* [ASSIGNED TASK] Count every line in the entries below that contains the word "instance", and give only that number.

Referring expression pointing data
========================================

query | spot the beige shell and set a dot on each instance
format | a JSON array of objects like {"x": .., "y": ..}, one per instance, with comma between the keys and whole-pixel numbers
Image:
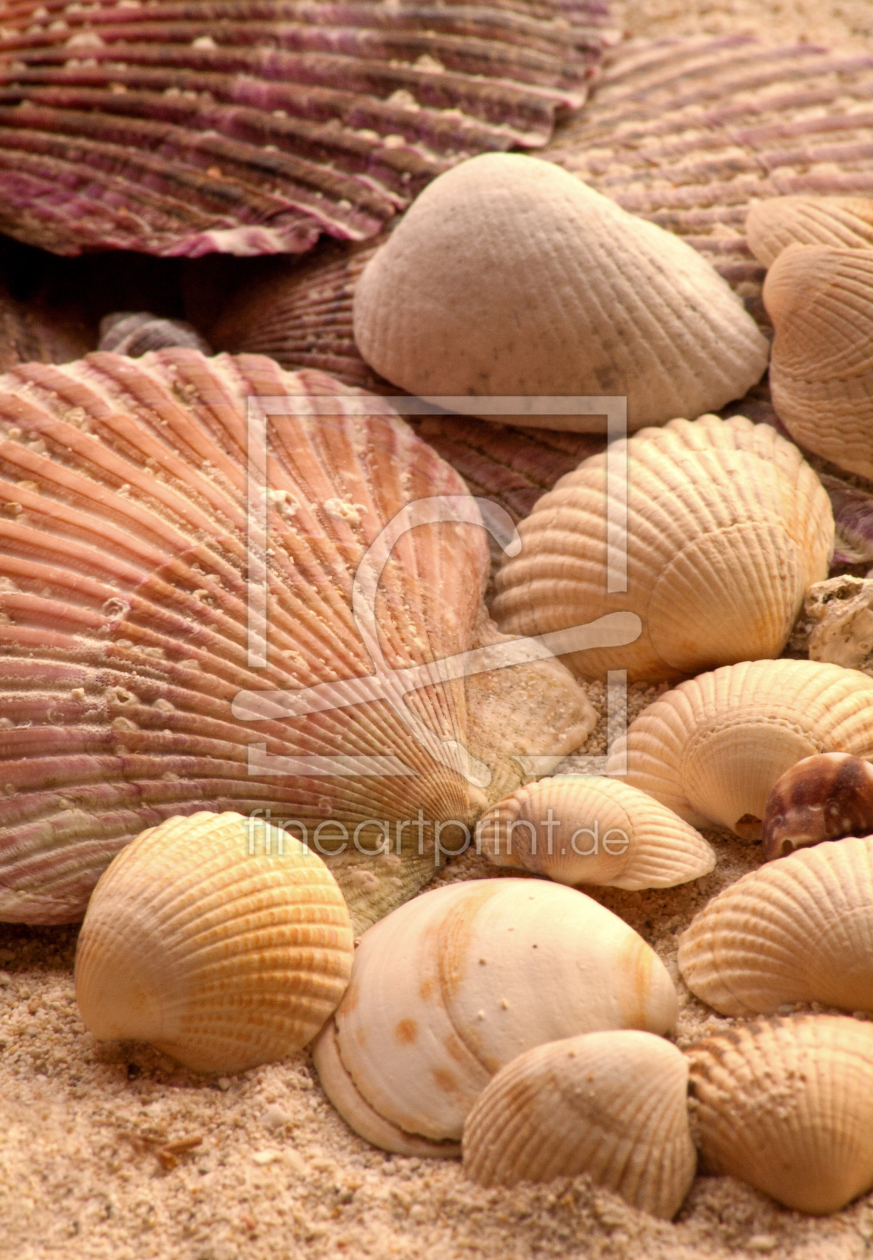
[
  {"x": 787, "y": 1106},
  {"x": 609, "y": 1104},
  {"x": 588, "y": 829},
  {"x": 833, "y": 221},
  {"x": 713, "y": 747},
  {"x": 727, "y": 527},
  {"x": 452, "y": 985},
  {"x": 222, "y": 941},
  {"x": 509, "y": 276},
  {"x": 795, "y": 930},
  {"x": 820, "y": 301}
]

========================================

* [SOLUTION TO THIS EXERCISE] 2